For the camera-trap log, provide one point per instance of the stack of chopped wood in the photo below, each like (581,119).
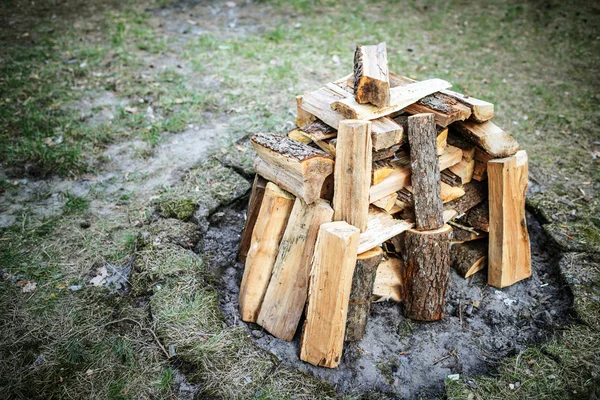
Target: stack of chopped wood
(386,183)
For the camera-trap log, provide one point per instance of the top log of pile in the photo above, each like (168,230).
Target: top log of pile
(394,163)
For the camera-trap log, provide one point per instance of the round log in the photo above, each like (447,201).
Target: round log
(427,263)
(359,305)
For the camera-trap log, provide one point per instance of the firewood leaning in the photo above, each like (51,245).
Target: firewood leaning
(509,252)
(352,169)
(360,294)
(269,228)
(371,76)
(329,292)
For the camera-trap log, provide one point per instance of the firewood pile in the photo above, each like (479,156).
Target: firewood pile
(384,186)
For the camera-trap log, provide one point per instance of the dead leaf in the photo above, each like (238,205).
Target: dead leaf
(29,287)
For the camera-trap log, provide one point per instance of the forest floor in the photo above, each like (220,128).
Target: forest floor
(125,168)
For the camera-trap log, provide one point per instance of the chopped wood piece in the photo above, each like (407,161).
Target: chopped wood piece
(381,227)
(479,217)
(400,97)
(302,117)
(468,258)
(266,236)
(389,282)
(297,168)
(488,137)
(359,305)
(371,76)
(387,203)
(318,104)
(427,263)
(445,108)
(475,193)
(256,197)
(510,252)
(481,111)
(352,172)
(441,139)
(380,170)
(425,174)
(299,136)
(288,289)
(329,292)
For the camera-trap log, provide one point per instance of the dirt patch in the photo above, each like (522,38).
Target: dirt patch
(406,358)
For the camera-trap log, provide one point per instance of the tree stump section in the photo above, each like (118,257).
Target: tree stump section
(425,172)
(360,295)
(427,272)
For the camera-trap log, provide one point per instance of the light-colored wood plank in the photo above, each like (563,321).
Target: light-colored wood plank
(269,228)
(509,251)
(329,292)
(288,289)
(352,172)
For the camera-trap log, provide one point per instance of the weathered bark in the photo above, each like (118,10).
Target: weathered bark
(425,172)
(427,263)
(359,305)
(258,192)
(469,257)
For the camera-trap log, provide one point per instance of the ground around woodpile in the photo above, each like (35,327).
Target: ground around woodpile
(124,176)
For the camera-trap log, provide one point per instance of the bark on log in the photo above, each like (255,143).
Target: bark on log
(469,258)
(256,197)
(427,263)
(359,305)
(425,172)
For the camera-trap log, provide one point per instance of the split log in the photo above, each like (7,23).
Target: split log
(256,197)
(371,75)
(427,263)
(329,292)
(318,104)
(269,228)
(479,217)
(469,258)
(489,137)
(475,193)
(297,168)
(288,289)
(387,203)
(381,227)
(425,174)
(352,172)
(510,251)
(481,111)
(400,97)
(389,280)
(445,108)
(359,305)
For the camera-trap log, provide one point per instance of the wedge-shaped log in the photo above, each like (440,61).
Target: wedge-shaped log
(288,289)
(400,97)
(352,172)
(381,227)
(329,292)
(481,111)
(469,257)
(258,191)
(427,262)
(360,294)
(489,137)
(318,104)
(269,228)
(425,174)
(371,75)
(389,280)
(297,168)
(510,251)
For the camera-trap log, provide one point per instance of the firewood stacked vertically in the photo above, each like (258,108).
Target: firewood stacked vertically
(385,183)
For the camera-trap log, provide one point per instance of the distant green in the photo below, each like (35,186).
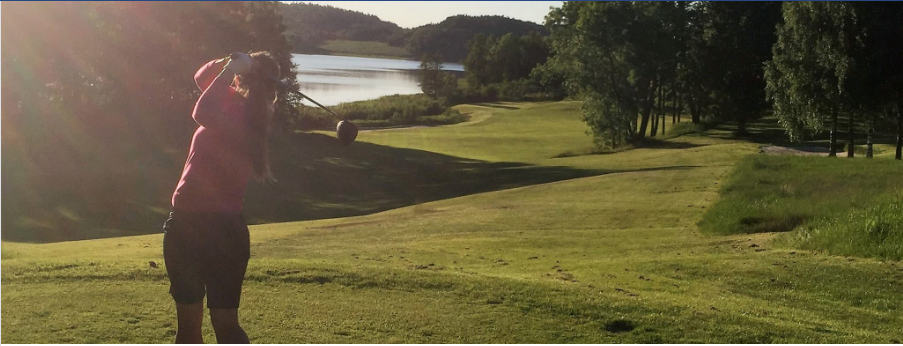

Required work - All lines in the data that contain the word "below" should be copied.

Exercise solution -
For the camera-trap log, provide one point per instance of the stack of chopped wood in the photo below, each like (581,119).
For the camera-trap log, provide one point per instance of the distant green in the photo below, each like (35,186).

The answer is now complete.